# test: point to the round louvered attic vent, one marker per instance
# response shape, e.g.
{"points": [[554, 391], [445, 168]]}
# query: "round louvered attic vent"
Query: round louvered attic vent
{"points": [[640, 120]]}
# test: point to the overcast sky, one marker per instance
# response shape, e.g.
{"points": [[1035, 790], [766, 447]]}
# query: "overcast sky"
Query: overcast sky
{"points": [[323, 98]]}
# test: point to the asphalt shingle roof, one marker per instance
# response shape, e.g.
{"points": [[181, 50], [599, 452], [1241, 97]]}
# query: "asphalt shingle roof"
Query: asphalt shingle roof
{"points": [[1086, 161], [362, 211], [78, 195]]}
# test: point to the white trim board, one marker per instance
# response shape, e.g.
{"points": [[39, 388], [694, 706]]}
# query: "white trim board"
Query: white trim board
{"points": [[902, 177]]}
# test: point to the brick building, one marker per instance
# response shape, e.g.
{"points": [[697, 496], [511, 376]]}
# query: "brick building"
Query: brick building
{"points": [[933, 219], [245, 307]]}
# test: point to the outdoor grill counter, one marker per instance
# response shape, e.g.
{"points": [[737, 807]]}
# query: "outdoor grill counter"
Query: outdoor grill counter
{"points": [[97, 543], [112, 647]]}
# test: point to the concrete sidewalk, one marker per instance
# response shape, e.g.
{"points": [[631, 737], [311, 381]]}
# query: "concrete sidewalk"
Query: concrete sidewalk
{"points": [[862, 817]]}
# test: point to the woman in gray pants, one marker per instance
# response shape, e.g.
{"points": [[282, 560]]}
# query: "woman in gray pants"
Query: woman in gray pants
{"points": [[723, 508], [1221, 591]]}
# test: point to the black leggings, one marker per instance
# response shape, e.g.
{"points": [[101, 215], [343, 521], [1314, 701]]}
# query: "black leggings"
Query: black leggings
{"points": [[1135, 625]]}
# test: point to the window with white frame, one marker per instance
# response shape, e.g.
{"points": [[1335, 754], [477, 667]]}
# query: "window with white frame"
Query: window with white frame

Tugas:
Tuliskan kembali semua baris dari baris yang memuat "# test: point to the black" sampai baris terakhir catatan, termasuk kedua baris itu dan permintaannya. Geser setiap koordinat titik pada jawaban dengan menambahkan -95, tetapi biarkan permintaan dan contoh formatnya tetap sama.

Penyelesaian tugas:
# test: point to the black leggings, one marker per instance
# response shape, e.g.
{"points": [[101, 215], [343, 521], [1314, 701]]}
# query: "black leggings"
Query: black leggings
{"points": [[1040, 530]]}
# test: point to the window with white frame, one marker per instance
# response shape, e.g.
{"points": [[1335, 754], [477, 667]]}
# query: "window with white frame"
Query: window with white frame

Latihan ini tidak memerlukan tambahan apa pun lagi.